Reproduce the records below with every occurrence of "innermost point" changed to "central point" and nothing else altered.

Labeled point records:
┄┄┄┄┄┄┄┄┄┄

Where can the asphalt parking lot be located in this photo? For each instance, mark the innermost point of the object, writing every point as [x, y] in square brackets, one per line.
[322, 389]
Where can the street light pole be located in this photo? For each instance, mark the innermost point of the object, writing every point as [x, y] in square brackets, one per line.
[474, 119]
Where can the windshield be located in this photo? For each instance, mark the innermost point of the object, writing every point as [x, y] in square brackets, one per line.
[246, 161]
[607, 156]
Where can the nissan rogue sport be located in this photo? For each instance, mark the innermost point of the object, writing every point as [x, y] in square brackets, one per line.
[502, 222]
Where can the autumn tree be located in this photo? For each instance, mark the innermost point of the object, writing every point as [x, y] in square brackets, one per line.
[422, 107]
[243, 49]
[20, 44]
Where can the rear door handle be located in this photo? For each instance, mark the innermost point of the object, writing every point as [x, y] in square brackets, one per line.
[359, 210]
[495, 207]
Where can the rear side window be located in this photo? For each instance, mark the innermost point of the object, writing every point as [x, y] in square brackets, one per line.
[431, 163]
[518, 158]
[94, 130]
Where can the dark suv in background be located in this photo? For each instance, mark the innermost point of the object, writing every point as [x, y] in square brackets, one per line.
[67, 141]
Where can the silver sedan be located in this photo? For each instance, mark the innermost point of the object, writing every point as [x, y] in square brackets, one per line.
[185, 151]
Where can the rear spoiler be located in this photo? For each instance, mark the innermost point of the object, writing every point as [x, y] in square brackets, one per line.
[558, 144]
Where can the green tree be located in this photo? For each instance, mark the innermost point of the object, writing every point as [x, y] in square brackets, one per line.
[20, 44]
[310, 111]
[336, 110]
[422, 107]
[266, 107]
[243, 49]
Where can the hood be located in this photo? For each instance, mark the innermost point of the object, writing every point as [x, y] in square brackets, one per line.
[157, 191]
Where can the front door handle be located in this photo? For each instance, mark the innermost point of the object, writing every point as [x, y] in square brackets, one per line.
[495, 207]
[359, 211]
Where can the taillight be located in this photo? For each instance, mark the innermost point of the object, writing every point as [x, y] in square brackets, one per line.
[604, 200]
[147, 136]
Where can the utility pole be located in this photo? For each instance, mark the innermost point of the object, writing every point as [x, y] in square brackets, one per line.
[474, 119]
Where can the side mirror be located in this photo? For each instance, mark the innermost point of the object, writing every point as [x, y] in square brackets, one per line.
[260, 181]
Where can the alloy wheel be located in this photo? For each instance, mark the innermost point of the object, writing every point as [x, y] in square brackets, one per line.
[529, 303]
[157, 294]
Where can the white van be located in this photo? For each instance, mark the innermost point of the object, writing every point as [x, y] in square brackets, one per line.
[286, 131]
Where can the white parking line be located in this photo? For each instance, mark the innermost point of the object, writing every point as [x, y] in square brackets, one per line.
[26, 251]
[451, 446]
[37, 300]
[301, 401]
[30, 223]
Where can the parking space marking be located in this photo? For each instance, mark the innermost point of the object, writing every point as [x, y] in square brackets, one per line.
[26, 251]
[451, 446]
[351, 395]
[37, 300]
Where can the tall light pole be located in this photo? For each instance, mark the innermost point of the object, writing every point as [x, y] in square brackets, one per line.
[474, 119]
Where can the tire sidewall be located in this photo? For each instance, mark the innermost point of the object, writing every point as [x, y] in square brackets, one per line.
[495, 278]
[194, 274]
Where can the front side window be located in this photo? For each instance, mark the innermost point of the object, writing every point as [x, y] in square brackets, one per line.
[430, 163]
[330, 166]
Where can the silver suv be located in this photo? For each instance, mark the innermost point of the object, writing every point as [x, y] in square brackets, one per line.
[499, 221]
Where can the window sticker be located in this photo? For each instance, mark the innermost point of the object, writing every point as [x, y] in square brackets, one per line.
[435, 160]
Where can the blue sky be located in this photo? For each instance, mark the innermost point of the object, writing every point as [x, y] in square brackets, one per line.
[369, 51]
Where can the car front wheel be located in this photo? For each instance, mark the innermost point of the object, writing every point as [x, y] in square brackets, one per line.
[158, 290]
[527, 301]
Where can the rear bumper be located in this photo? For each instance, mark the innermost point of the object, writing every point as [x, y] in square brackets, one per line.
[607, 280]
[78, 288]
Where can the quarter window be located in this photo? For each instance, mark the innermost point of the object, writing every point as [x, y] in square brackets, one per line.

┄┄┄┄┄┄┄┄┄┄

RESPONSE.
Where can the asphalt parking lot be located in this photo? For each instance, mark the central point of the object, writing every point as [x, y] in square brackets, one per line.
[322, 389]
Where can the street light pole be located in this photo? For each instance, mark the central point of the object, writing every point as [x, y] in square brackets, one per line.
[474, 119]
Where can the windshield be located in this photo? For each instance, mark the central point of the object, writing every point as [x, y] in square brackets, one per line.
[246, 161]
[607, 156]
Where can the nissan rogue sport be located in this photo? For each instance, mark the central point of the object, writing every point as [x, y] in square brackets, one per line.
[502, 222]
Where can the autumn tree be located in this photo? For each instance, mark the central point of the object, writing every point as [x, y] in square brackets, one per line.
[422, 107]
[243, 49]
[20, 44]
Where can the rear door handle be located in this photo? For each instance, mark the central point of the object, writing every point as [x, y] in square brackets, one per line.
[359, 210]
[495, 207]
Where can the rear side window be located in this photo? For each instance, mark the central point of the object, writing every point as [x, y] in square brackets, one per line.
[431, 163]
[518, 158]
[94, 130]
Where can the dark suv in background be located in this photo? For each instance, mark the central point of the object, writing every point as [x, y] in square brackets, one per line.
[67, 141]
Where can the silver sedan be located in this photo? For each instance, mark the central point of the object, writing every point as [x, y] in square brackets, one per line.
[185, 151]
Where can the rear spoiler be located in this photo? For each instance, mark the central point of the object, writing every point as [x, y] in square brackets, one per line.
[558, 144]
Where can the green tree be located in this photo? For each instance, mark the central point of the object, writing every point as [x, y] in square brackets, one per line.
[20, 44]
[310, 111]
[336, 110]
[422, 107]
[266, 107]
[243, 49]
Where can the hood be located in this photo? For each instance, mark the central point of the object, writing every point as [x, y] in square brackets, one per line.
[157, 191]
Where can the front door handle be located in this photo? For each instance, mark the central point of the object, writing every point as [x, y] in square brackets, one per line.
[495, 207]
[359, 211]
Where can the taillight be located in this photo? For each instance, mark the central point of the object, writing every point as [x, y] in square brackets, one per line.
[604, 200]
[147, 136]
Where can the utility pole be located in this photo? For each instance, mark the central point of the object, writing every point as [x, y] in square brackets, one per line.
[474, 119]
Where can the side mirror be located in this photo? For each instance, mark the central point of the object, writing every point as [x, y] in square brackets, one per line.
[260, 181]
Where can the alloy wheel be located in this photo? For each instance, mark the central point of the object, writing every point as [x, y] in square brackets, one per line.
[529, 303]
[157, 294]
Where can the white van be located in this photo? For each instance, mark the central point of the object, writing every point as [x, y] in square brackets, one per line.
[286, 131]
Where can the white parking line be located in this photo? For each instance, mark the central point of the object, writing every point as [x, y] in square brackets, one per line.
[26, 251]
[451, 446]
[37, 300]
[301, 401]
[30, 223]
Where can the parking space marking be located in this photo? For each instance, mark the central point of the object, writing every point as [x, y] in square brackets, one per line.
[26, 251]
[451, 446]
[351, 395]
[37, 300]
Where can the tall light pole be located in this photo? For each instance, mark the central point of the object, writing every point as [x, y] in square brackets, one per line.
[474, 119]
Where can the tire sidewall be located in this photo? For each instance, mark the central point of the object, writing every point as [x, y] in square brackets, one per line.
[495, 278]
[194, 274]
Where can the front side window be located in this photo? For each instance, mark the central point of the object, writing every point as [x, y] in square brackets, one per line.
[430, 163]
[330, 166]
Where can the silver suv be located in this photo? For each instance, mark the central point of the object, writing every point as [x, y] in square brackets, one per line.
[499, 221]
Where can the window sticker be located in this photo? For each instance, mark the central point of the object, writing every point as [x, y] in square brackets, one per line.
[435, 160]
Where can the blue sky be located in this photo? For each instance, mark the central point of the object, writing every point as [x, y] in square brackets, one per line.
[369, 51]
Where can the car front wheel be located in this photo? For each instance, mark the central point of the object, writing every point as [x, y] in square brackets, one per line.
[158, 290]
[527, 301]
Where can the rear bumper be located in this photo? For each instance, mark the central point of the object, writing every point as [x, y] in square brackets, one per line.
[607, 280]
[78, 288]
Where can the quarter window be located in this photo? For each instance, mark the central point of the object, writing every point as [x, y] in square brackets, one per line.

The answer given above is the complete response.